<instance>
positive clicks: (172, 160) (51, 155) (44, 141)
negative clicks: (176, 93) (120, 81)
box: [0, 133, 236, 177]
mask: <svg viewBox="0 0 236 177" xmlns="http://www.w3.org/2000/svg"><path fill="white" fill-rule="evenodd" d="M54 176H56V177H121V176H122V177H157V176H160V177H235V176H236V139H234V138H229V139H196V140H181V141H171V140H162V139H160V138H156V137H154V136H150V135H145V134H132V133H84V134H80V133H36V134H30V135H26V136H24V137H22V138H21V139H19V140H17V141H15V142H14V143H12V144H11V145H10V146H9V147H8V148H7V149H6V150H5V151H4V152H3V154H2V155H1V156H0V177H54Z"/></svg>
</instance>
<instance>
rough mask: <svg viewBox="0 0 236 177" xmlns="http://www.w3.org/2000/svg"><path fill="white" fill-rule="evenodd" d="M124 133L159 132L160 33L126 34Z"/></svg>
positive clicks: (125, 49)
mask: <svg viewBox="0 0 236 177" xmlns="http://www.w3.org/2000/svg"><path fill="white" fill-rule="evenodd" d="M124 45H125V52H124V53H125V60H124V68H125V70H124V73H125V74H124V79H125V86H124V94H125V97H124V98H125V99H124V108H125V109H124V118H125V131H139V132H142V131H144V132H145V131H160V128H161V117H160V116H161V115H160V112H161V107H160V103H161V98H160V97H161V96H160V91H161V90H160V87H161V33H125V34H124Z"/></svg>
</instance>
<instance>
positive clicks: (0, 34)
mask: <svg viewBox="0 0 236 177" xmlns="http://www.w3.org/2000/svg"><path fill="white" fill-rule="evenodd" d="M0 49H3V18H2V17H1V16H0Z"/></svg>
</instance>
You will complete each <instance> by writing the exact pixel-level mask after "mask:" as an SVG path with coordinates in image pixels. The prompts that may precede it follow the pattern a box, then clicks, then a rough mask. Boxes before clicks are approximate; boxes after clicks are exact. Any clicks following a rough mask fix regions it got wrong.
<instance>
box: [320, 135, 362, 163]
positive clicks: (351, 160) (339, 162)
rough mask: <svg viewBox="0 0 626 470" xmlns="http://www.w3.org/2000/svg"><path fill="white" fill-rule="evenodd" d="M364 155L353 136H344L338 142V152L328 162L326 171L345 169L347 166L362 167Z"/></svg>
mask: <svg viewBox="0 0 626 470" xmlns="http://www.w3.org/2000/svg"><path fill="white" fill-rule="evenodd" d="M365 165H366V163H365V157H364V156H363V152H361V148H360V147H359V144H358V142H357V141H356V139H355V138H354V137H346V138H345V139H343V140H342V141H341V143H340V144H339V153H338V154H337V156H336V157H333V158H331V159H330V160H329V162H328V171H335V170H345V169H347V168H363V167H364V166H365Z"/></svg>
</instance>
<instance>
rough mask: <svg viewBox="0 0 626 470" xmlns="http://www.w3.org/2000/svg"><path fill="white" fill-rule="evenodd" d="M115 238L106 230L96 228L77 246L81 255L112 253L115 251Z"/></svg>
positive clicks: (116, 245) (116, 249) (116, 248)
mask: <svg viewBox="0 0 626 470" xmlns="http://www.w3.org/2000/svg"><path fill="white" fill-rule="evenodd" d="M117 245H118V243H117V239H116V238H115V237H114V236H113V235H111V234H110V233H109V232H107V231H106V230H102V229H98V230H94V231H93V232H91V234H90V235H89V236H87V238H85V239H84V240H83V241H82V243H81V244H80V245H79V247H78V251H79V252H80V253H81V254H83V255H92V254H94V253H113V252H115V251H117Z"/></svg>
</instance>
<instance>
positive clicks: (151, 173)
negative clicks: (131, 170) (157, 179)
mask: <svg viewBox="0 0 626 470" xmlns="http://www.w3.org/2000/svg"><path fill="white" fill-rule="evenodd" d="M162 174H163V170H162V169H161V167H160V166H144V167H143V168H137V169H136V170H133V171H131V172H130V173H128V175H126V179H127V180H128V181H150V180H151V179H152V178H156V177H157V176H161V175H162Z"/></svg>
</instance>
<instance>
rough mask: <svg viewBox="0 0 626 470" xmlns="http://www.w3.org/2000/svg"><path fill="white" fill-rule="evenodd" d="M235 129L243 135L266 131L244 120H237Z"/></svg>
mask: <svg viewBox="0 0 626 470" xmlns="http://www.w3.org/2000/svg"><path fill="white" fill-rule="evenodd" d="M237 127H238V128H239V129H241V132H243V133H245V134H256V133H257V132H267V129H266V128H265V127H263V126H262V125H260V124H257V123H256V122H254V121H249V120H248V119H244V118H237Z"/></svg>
-*-
Assigned task:
Copy the whole of the data above exactly.

Solution for this exercise:
<instance>
positive clicks: (172, 160) (51, 155) (44, 141)
negative clicks: (176, 93) (120, 81)
box: [0, 133, 236, 177]
mask: <svg viewBox="0 0 236 177" xmlns="http://www.w3.org/2000/svg"><path fill="white" fill-rule="evenodd" d="M54 176H56V177H121V176H122V177H157V176H160V177H235V176H236V139H234V138H229V139H196V140H181V141H171V140H162V139H160V138H156V137H154V136H150V135H145V134H132V133H84V134H80V133H36V134H30V135H26V136H24V137H22V138H21V139H19V140H17V141H15V142H14V143H12V144H11V145H10V146H9V147H8V148H7V149H6V150H5V151H4V152H3V154H2V155H1V156H0V177H54Z"/></svg>
</instance>
<instance>
rough mask: <svg viewBox="0 0 236 177" xmlns="http://www.w3.org/2000/svg"><path fill="white" fill-rule="evenodd" d="M124 133L159 132L160 33L126 34Z"/></svg>
positive clicks: (125, 49)
mask: <svg viewBox="0 0 236 177" xmlns="http://www.w3.org/2000/svg"><path fill="white" fill-rule="evenodd" d="M124 45H125V52H124V53H125V60H124V68H125V70H124V73H125V74H124V79H125V86H124V94H125V97H124V98H125V99H124V108H125V109H124V118H125V131H139V132H142V131H144V132H145V131H160V128H161V117H160V116H161V115H160V112H161V107H160V103H161V98H160V97H161V96H160V91H161V90H160V87H161V33H125V34H124Z"/></svg>
</instance>
<instance>
positive clicks: (0, 34)
mask: <svg viewBox="0 0 236 177" xmlns="http://www.w3.org/2000/svg"><path fill="white" fill-rule="evenodd" d="M0 49H3V18H2V17H1V16H0Z"/></svg>
</instance>
You will complete each <instance> by writing the exact pixel-level mask after "mask:" as an SVG path with coordinates in image pixels. The prompts that may precede it follow the pattern a box, then clicks, then a rough mask. Boxes before clicks are approximate; boxes after clicks are exact. Any clicks following a rough mask fix regions it got wrong.
<instance>
box: [320, 135, 362, 163]
positive clicks: (351, 160) (339, 162)
rough mask: <svg viewBox="0 0 626 470" xmlns="http://www.w3.org/2000/svg"><path fill="white" fill-rule="evenodd" d="M364 155L353 136H344L338 142V152L328 162L326 171L345 169L347 166L362 167Z"/></svg>
mask: <svg viewBox="0 0 626 470" xmlns="http://www.w3.org/2000/svg"><path fill="white" fill-rule="evenodd" d="M365 165H366V163H365V157H364V156H363V152H361V148H360V147H359V144H358V142H357V141H356V139H355V138H354V137H346V138H345V139H343V140H342V141H341V143H340V144H339V153H338V154H337V156H336V157H333V158H331V159H330V160H329V162H328V171H335V170H345V169H347V168H363V167H364V166H365Z"/></svg>
</instance>
<instance>
rough mask: <svg viewBox="0 0 626 470" xmlns="http://www.w3.org/2000/svg"><path fill="white" fill-rule="evenodd" d="M115 238L106 230L96 228L77 246L81 255L112 253L115 251Z"/></svg>
positive clicks: (116, 245) (116, 249) (116, 248)
mask: <svg viewBox="0 0 626 470" xmlns="http://www.w3.org/2000/svg"><path fill="white" fill-rule="evenodd" d="M117 245H118V243H117V239H116V238H115V237H114V236H113V235H111V234H110V233H109V232H107V231H106V230H102V229H98V230H94V231H93V232H91V234H90V235H89V236H87V238H85V239H84V240H83V241H82V243H81V244H80V245H79V247H78V251H79V252H80V253H81V254H83V255H92V254H94V253H113V252H115V251H117Z"/></svg>
</instance>
<instance>
positive clicks: (151, 173)
negative clicks: (131, 170) (157, 179)
mask: <svg viewBox="0 0 626 470" xmlns="http://www.w3.org/2000/svg"><path fill="white" fill-rule="evenodd" d="M162 174H163V170H162V169H161V167H160V166H144V167H143V168H137V169H136V170H133V171H131V172H130V173H128V175H126V179H127V180H128V181H150V180H151V179H152V178H156V177H157V176H161V175H162Z"/></svg>
</instance>
<instance>
rough mask: <svg viewBox="0 0 626 470" xmlns="http://www.w3.org/2000/svg"><path fill="white" fill-rule="evenodd" d="M235 129L243 135L266 131L244 120H237Z"/></svg>
mask: <svg viewBox="0 0 626 470" xmlns="http://www.w3.org/2000/svg"><path fill="white" fill-rule="evenodd" d="M237 127H238V128H239V129H241V132H243V133H245V134H256V133H257V132H267V129H266V128H265V127H263V126H262V125H260V124H257V123H256V122H254V121H249V120H248V119H244V118H237Z"/></svg>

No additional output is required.